Start of Supplied records
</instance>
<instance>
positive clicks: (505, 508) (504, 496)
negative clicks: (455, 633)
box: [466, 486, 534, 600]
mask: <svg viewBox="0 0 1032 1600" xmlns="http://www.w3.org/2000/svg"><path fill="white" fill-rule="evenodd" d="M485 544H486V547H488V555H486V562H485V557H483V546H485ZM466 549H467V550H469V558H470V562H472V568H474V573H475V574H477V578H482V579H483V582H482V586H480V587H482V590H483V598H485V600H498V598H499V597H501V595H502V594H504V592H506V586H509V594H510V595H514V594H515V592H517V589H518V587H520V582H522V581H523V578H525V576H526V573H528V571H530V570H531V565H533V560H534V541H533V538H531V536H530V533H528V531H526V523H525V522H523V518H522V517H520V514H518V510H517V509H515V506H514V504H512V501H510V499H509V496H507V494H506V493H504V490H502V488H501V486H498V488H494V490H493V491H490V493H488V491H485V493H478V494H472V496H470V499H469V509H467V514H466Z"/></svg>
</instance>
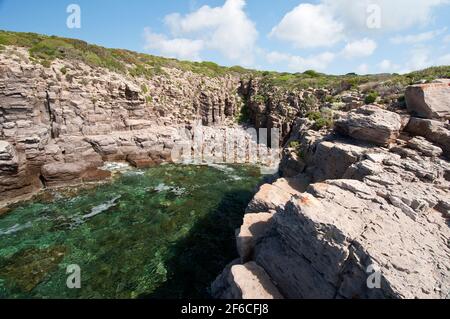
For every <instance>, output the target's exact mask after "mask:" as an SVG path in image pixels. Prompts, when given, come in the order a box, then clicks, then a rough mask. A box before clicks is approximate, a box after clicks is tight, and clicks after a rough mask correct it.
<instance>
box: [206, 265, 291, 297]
mask: <svg viewBox="0 0 450 319" xmlns="http://www.w3.org/2000/svg"><path fill="white" fill-rule="evenodd" d="M211 291H212V295H213V296H214V297H215V298H220V299H283V296H282V295H281V294H280V292H279V291H278V289H277V288H276V286H275V285H274V284H273V283H272V281H271V280H270V278H269V276H268V275H267V274H266V272H265V271H264V269H262V268H261V267H260V266H258V265H257V264H256V263H255V262H250V263H247V264H245V265H238V264H237V262H236V261H235V262H233V263H232V264H230V265H229V266H228V267H227V268H226V271H224V273H223V274H222V275H220V276H219V277H218V278H217V279H216V280H215V281H214V283H213V284H212V289H211Z"/></svg>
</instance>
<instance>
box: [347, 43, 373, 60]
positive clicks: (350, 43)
mask: <svg viewBox="0 0 450 319" xmlns="http://www.w3.org/2000/svg"><path fill="white" fill-rule="evenodd" d="M376 49H377V43H376V42H375V41H373V40H371V39H368V38H365V39H362V40H357V41H353V42H349V43H347V45H346V46H345V48H344V49H343V50H342V55H343V56H344V57H345V58H347V59H353V58H361V57H368V56H371V55H372V54H373V53H374V52H375V50H376Z"/></svg>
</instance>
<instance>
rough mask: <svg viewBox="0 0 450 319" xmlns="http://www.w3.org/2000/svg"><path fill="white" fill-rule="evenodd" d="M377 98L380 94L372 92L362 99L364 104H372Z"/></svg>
End of Supplied records
= Job item =
Transcribe the records above exactly, skipping pictures.

= Task result =
</instance>
<instance>
positive clicks: (505, 508) (504, 496)
negative clicks: (455, 633)
box: [466, 486, 534, 600]
mask: <svg viewBox="0 0 1032 1600" xmlns="http://www.w3.org/2000/svg"><path fill="white" fill-rule="evenodd" d="M485 544H486V547H488V555H486V562H485V557H483V546H485ZM466 549H467V550H469V558H470V562H472V568H474V573H475V574H477V578H482V579H483V582H482V586H480V587H482V590H483V598H485V600H498V598H499V597H501V595H502V594H504V592H506V586H509V594H510V595H514V594H515V592H517V589H518V587H520V582H522V581H523V578H525V576H526V573H528V571H530V570H531V565H533V560H534V541H533V538H531V536H530V533H528V531H526V523H525V522H523V518H522V517H520V514H518V510H517V509H515V506H514V504H512V501H510V499H509V496H507V494H506V493H504V490H502V488H501V486H498V488H494V490H493V491H490V493H488V491H485V493H478V494H472V496H470V499H469V509H467V514H466Z"/></svg>
</instance>
For every <instance>, output the target's exact mask after "mask:" as an SVG path in image pixels. Prompts, when given, come in the order a box, then clicks, then a rough mask. A box before clicks is approximate, a box after clicks is tight, and clicks after a rough mask correct it.
<instance>
box: [206, 265, 291, 297]
mask: <svg viewBox="0 0 450 319" xmlns="http://www.w3.org/2000/svg"><path fill="white" fill-rule="evenodd" d="M211 291H212V295H213V296H214V297H215V298H220V299H283V296H282V295H281V294H280V292H279V291H278V289H277V288H276V286H275V285H274V284H273V283H272V281H271V280H270V278H269V276H268V275H267V274H266V272H265V271H264V269H262V268H261V267H260V266H258V265H257V264H256V263H255V262H250V263H247V264H245V265H238V264H237V262H236V261H235V262H233V263H232V264H230V265H229V266H228V267H227V268H226V271H224V273H223V274H222V275H220V276H219V277H218V278H217V279H216V280H215V281H214V283H213V284H212V289H211Z"/></svg>
</instance>
<instance>
box: [347, 43, 373, 60]
positive clicks: (350, 43)
mask: <svg viewBox="0 0 450 319" xmlns="http://www.w3.org/2000/svg"><path fill="white" fill-rule="evenodd" d="M376 49H377V43H376V42H375V41H373V40H371V39H368V38H365V39H362V40H357V41H353V42H349V43H347V45H346V46H345V48H344V49H343V50H342V55H343V56H344V57H345V58H347V59H353V58H361V57H368V56H371V55H372V54H373V53H374V52H375V50H376Z"/></svg>
</instance>
<instance>
rough mask: <svg viewBox="0 0 450 319" xmlns="http://www.w3.org/2000/svg"><path fill="white" fill-rule="evenodd" d="M377 98L380 94L372 92L362 99L364 104H372Z"/></svg>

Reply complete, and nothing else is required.